Every record must be transcribed in its entirety, apart from the images, which are to be omitted.

# Labeled-object pointing entries
<<<<

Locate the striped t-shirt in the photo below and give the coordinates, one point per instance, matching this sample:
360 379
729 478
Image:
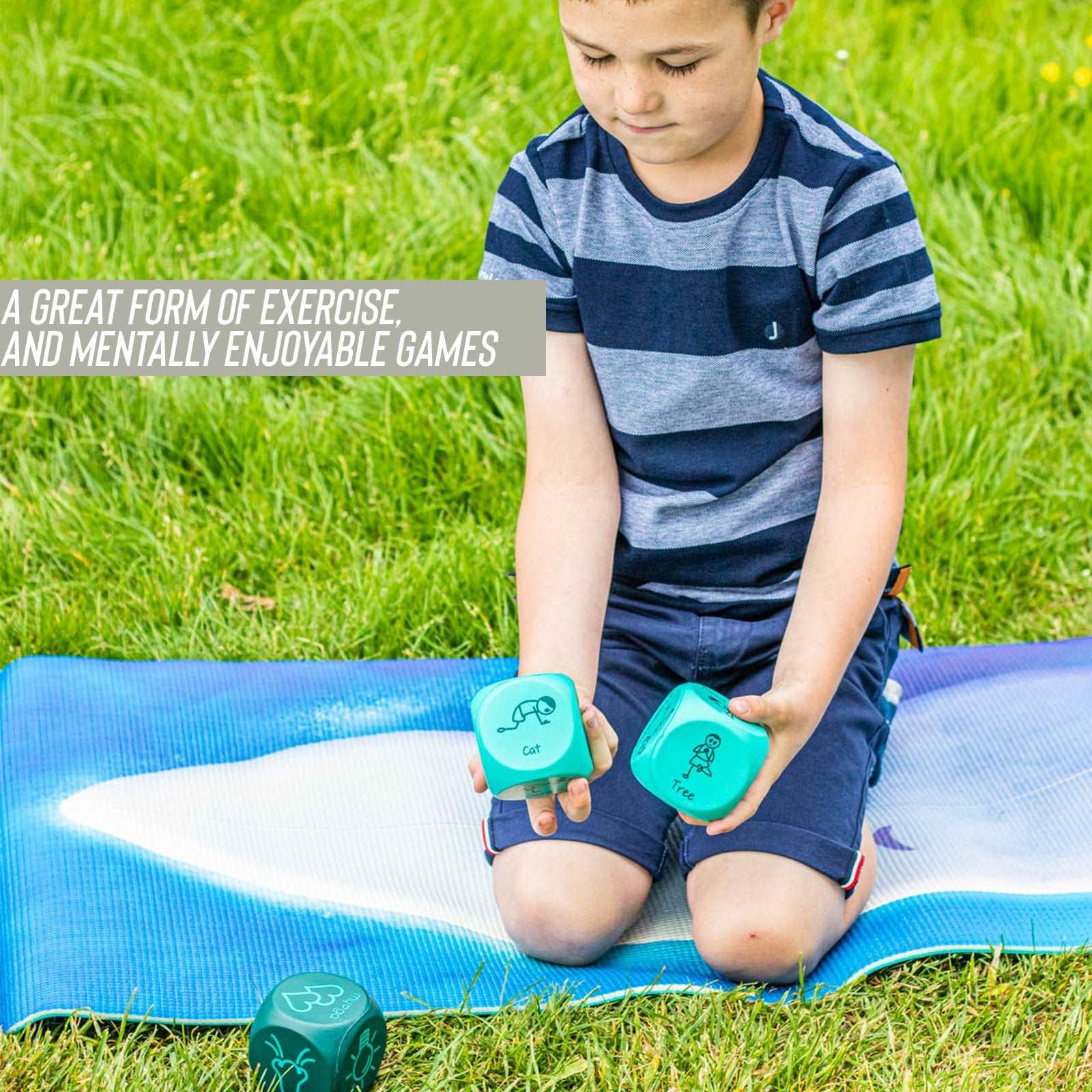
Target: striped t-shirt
706 324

>>>>

# Exercise result
Locate the striped t-shirt in the photo below and give the coordinates, one point per instance, matching this sample:
360 379
729 478
Image:
Target: striped t-shirt
706 324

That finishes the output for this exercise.